#### Data entries

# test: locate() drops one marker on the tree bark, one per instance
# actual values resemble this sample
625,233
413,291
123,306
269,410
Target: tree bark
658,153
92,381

########

(Exercise instructions)
Please copy every one of the rows above again, character for character, with nothing added or changed.

(Worked solution)
# test: locate() drops one marker on the tree bark, one per instance
# actual values resemble this sample
625,233
413,291
123,306
269,410
Target: tree bark
658,153
92,381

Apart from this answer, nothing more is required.